#### [Your instructions]
Write down exactly the lines of the records below, beginning with the first and ending with the line that includes "chrome trim strip.".
+++
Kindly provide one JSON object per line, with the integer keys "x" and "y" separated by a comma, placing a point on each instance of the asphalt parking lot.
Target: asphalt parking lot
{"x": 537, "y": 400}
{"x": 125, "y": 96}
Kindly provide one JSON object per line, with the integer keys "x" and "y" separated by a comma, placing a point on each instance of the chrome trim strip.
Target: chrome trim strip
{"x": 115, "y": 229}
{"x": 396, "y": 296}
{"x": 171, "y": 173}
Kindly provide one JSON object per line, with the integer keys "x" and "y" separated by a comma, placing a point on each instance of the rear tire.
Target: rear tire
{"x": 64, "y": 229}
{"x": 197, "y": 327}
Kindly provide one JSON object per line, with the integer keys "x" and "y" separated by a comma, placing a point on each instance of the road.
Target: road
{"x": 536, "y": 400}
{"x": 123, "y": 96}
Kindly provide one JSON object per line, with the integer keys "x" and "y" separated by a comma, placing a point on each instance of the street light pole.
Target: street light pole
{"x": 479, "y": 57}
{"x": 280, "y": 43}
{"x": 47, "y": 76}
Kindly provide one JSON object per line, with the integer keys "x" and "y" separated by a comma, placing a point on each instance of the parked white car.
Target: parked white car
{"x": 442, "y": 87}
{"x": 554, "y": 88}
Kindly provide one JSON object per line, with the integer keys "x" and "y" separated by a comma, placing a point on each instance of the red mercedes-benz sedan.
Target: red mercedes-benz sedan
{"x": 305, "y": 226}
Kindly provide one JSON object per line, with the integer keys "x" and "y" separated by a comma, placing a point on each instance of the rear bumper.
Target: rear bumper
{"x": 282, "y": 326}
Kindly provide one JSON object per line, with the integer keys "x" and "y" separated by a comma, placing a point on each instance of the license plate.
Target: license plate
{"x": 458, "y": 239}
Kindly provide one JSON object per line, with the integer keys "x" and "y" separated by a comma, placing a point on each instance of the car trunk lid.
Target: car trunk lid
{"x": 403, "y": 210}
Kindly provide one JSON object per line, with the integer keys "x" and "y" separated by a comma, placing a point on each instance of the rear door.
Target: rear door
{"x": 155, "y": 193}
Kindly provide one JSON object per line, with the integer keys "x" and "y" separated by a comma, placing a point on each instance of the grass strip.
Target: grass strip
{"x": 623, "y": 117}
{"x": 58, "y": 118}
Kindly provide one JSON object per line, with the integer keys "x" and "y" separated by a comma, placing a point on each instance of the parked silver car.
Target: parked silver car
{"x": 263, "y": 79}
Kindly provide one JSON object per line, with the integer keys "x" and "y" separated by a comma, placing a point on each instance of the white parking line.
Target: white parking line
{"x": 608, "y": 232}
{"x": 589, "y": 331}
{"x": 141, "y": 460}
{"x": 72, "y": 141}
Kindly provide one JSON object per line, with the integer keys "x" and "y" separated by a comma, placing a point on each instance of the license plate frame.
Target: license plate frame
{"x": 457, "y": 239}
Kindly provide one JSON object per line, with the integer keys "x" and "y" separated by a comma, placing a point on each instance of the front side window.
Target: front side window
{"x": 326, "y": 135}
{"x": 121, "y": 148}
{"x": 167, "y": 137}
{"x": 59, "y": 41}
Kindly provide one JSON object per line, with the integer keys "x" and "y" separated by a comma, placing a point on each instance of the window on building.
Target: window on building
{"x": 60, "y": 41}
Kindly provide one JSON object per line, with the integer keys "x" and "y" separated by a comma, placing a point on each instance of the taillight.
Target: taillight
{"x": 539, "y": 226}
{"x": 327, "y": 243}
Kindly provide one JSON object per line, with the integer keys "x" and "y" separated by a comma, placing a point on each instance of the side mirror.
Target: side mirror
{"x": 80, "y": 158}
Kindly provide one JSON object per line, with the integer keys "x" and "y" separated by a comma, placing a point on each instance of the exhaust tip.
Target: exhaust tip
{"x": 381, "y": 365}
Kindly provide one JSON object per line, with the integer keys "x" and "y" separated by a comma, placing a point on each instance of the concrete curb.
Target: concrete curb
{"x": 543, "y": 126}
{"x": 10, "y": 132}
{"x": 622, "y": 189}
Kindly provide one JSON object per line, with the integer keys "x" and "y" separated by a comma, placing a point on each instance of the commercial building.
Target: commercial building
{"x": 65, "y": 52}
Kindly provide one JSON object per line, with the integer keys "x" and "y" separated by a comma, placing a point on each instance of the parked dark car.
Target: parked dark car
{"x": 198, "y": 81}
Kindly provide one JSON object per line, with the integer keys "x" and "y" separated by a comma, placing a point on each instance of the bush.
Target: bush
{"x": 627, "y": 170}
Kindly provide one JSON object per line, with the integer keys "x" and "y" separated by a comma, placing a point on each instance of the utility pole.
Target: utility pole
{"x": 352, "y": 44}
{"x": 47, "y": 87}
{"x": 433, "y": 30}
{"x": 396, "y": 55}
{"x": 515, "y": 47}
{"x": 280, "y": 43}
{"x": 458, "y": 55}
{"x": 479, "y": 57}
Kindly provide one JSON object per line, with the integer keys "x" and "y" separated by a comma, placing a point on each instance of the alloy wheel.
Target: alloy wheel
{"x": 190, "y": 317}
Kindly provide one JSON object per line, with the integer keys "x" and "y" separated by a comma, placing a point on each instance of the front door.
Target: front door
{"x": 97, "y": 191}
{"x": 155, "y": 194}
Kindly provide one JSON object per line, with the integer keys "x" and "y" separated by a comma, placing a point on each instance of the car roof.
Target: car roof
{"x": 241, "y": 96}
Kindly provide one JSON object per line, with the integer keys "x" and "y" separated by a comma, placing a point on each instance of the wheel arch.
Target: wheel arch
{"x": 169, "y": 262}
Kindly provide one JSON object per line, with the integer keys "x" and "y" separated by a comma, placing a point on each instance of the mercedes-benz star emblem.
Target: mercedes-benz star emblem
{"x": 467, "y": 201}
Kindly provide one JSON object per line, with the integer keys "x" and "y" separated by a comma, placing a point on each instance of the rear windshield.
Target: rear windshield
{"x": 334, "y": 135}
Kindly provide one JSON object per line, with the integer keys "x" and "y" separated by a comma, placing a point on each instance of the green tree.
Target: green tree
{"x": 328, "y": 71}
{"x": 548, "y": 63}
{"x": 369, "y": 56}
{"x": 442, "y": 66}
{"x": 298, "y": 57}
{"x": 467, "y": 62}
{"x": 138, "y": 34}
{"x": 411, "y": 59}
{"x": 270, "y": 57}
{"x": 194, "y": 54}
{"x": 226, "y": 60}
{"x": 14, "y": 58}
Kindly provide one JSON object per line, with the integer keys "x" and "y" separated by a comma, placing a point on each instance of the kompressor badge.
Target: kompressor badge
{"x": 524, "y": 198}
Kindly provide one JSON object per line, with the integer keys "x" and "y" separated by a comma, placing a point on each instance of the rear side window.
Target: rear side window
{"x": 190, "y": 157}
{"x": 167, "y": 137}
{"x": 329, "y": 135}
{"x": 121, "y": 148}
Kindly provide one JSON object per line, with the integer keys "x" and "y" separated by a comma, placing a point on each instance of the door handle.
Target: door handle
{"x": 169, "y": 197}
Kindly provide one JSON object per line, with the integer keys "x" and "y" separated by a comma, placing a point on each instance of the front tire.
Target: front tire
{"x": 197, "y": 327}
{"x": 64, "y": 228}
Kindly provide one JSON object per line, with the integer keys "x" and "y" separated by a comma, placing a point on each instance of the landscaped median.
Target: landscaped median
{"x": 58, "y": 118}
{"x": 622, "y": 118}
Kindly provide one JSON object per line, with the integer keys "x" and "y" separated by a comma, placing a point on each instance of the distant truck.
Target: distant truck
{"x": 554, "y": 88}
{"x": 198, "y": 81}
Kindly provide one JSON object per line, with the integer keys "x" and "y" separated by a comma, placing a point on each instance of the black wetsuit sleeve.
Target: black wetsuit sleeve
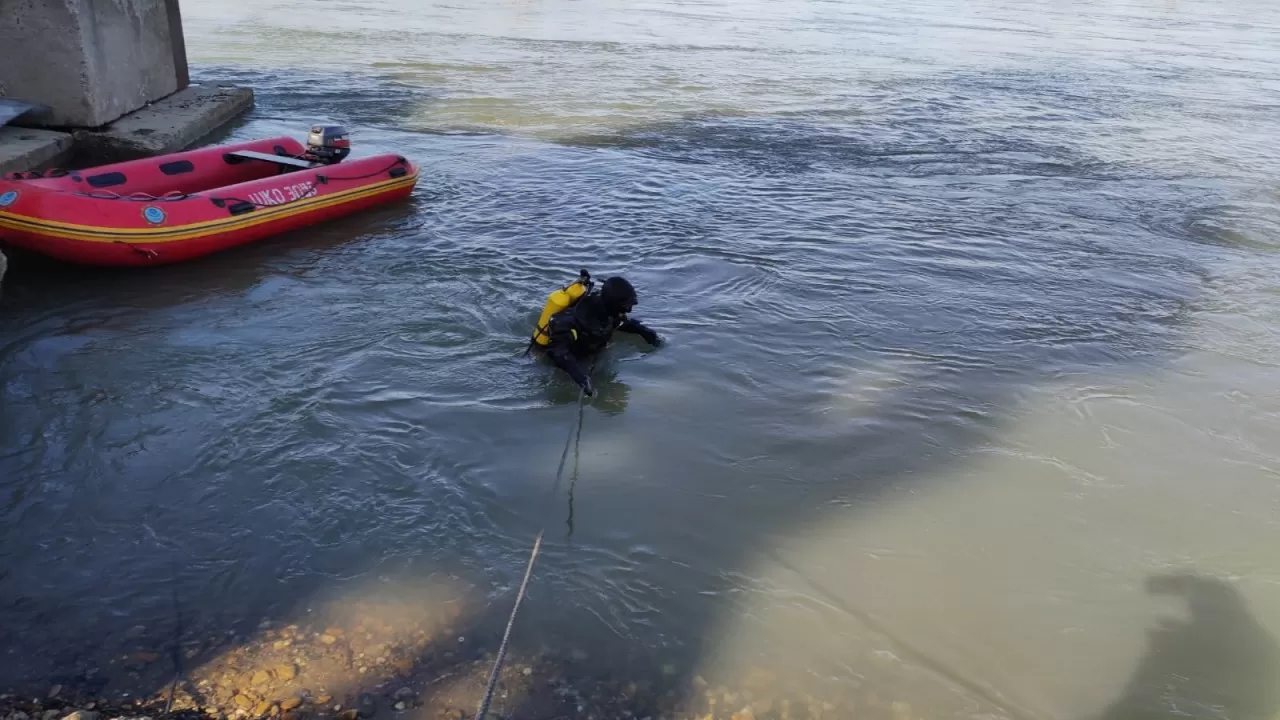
{"x": 560, "y": 350}
{"x": 639, "y": 328}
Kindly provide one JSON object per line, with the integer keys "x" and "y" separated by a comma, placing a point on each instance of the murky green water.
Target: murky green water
{"x": 972, "y": 318}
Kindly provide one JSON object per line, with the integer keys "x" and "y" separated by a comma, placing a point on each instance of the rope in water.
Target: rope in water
{"x": 529, "y": 572}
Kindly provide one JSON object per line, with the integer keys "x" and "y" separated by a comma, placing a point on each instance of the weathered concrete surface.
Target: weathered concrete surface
{"x": 90, "y": 60}
{"x": 28, "y": 149}
{"x": 168, "y": 126}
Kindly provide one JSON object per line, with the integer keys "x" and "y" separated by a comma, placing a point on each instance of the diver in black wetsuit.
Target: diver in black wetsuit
{"x": 586, "y": 327}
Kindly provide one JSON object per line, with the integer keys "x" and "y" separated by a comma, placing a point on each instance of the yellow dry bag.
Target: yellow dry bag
{"x": 557, "y": 301}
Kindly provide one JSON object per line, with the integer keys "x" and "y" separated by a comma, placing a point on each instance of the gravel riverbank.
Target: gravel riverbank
{"x": 379, "y": 670}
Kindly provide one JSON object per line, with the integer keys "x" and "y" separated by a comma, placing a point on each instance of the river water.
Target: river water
{"x": 970, "y": 392}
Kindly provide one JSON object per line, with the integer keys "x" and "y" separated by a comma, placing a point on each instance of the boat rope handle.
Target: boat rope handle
{"x": 375, "y": 173}
{"x": 144, "y": 251}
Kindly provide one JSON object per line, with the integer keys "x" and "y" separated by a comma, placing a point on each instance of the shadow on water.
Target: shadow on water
{"x": 1217, "y": 662}
{"x": 1084, "y": 315}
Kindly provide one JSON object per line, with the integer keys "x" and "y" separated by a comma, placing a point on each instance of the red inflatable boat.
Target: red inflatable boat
{"x": 181, "y": 206}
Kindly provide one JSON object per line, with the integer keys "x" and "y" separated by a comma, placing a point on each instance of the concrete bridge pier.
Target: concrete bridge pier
{"x": 113, "y": 76}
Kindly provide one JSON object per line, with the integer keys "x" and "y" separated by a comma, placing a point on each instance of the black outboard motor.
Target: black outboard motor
{"x": 328, "y": 144}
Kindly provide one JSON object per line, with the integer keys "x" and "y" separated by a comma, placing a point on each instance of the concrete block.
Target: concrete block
{"x": 168, "y": 126}
{"x": 90, "y": 60}
{"x": 28, "y": 149}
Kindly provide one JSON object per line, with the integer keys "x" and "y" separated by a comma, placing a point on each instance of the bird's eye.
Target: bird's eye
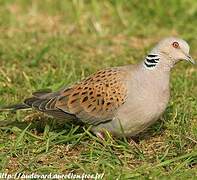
{"x": 175, "y": 44}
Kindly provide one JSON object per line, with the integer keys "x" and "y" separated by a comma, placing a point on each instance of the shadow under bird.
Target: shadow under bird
{"x": 122, "y": 100}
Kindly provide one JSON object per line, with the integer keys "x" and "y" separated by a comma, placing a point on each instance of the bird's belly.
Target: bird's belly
{"x": 134, "y": 118}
+++
#### [Your response]
Kindly provide one JSON object per line, with the integer keys "x" and "y" separated by a comma, placing a point on each instance of the asphalt parking lot.
Target: asphalt parking lot
{"x": 537, "y": 400}
{"x": 125, "y": 96}
Kindly provide one JSON object per line, with the integer keys "x" and "y" separated by a comma, placing a point on each instance of the chrome trim strip.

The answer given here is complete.